WHAT YOU SHOULD DO :: Retype exactly the lines from the line with "Where can the crowd" to the end of the data, keeping both boundary lines.

━━━ INFORMATION SHOWN

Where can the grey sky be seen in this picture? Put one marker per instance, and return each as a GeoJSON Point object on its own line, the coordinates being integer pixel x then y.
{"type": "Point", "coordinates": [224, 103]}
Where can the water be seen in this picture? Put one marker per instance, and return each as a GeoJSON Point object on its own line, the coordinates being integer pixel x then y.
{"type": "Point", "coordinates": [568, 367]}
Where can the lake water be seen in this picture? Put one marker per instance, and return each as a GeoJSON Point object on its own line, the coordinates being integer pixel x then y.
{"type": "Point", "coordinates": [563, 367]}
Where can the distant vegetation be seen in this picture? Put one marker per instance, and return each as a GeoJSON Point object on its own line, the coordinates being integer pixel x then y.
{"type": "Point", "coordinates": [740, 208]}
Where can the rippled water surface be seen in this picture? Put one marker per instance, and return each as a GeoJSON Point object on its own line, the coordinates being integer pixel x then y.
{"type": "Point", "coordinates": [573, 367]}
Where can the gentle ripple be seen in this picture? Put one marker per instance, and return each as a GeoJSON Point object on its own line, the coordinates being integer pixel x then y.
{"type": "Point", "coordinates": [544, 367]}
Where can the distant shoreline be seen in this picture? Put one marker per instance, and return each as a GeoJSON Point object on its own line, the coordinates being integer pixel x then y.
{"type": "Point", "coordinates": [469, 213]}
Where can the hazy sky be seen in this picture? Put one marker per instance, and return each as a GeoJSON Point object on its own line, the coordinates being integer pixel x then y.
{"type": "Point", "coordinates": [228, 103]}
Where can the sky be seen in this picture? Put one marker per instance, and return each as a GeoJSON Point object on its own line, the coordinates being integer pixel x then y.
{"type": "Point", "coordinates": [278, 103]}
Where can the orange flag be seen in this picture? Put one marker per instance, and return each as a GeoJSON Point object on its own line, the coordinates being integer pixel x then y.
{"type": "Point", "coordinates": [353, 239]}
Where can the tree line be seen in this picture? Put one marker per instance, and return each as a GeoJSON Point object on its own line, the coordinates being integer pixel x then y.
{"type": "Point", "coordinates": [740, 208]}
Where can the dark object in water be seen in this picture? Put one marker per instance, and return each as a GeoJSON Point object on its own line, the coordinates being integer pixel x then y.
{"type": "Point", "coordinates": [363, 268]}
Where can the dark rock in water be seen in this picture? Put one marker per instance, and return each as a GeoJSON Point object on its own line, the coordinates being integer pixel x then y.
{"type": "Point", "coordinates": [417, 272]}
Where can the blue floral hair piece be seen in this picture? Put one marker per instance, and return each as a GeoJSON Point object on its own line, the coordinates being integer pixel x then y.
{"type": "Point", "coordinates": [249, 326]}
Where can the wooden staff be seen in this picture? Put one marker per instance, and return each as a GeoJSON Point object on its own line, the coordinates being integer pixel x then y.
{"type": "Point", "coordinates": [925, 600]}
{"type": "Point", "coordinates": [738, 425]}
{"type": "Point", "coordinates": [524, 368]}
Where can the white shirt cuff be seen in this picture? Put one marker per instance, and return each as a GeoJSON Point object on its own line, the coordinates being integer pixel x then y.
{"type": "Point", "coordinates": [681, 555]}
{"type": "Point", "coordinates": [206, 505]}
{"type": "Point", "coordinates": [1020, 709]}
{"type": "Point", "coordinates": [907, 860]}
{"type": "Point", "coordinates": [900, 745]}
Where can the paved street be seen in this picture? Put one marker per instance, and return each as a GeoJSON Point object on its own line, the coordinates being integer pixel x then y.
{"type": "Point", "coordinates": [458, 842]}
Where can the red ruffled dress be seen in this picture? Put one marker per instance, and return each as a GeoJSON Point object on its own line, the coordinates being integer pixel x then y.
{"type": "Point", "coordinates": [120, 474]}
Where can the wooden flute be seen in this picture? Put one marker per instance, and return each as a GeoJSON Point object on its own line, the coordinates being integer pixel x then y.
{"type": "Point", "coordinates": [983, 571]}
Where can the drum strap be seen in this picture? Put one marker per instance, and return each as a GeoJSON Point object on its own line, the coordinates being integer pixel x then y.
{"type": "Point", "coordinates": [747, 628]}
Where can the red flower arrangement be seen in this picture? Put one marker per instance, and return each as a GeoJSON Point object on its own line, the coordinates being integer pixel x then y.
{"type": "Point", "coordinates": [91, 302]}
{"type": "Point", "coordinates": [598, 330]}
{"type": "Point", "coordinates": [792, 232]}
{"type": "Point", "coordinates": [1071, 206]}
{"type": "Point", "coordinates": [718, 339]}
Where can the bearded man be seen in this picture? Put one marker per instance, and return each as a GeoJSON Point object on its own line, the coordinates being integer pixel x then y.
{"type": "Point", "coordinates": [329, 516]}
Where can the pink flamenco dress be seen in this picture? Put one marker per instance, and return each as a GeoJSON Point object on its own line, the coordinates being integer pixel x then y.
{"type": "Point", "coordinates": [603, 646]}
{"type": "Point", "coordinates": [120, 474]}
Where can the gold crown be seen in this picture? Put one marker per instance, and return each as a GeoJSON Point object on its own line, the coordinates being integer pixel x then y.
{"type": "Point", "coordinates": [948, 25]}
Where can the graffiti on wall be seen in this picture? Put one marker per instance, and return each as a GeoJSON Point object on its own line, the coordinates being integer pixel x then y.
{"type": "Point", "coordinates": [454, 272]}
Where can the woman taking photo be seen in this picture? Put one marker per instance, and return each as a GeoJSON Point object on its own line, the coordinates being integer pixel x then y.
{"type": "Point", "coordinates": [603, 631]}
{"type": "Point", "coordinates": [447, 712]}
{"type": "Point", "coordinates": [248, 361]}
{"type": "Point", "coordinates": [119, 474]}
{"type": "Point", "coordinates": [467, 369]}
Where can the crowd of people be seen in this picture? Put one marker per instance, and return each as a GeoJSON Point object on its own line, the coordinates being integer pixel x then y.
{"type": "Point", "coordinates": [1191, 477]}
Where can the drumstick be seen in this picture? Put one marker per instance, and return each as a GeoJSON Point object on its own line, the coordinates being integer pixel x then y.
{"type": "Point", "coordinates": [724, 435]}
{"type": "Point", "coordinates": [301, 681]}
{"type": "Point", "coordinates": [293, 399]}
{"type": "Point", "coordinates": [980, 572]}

━━━━━━

RESPONSE FOR THIS EXERCISE ::
Where can the crowd of people be seen in this picture? Put one marker per instance, and return each as a GeoJSON Point object on its own line, the coordinates being integer pixel x then y.
{"type": "Point", "coordinates": [1191, 477]}
Where can the drumstick be seen in this picture? Put one marker per instance, and return each as a GeoJSON Point object on its own line, the coordinates being integer pixel x then y.
{"type": "Point", "coordinates": [724, 435]}
{"type": "Point", "coordinates": [301, 681]}
{"type": "Point", "coordinates": [293, 399]}
{"type": "Point", "coordinates": [980, 572]}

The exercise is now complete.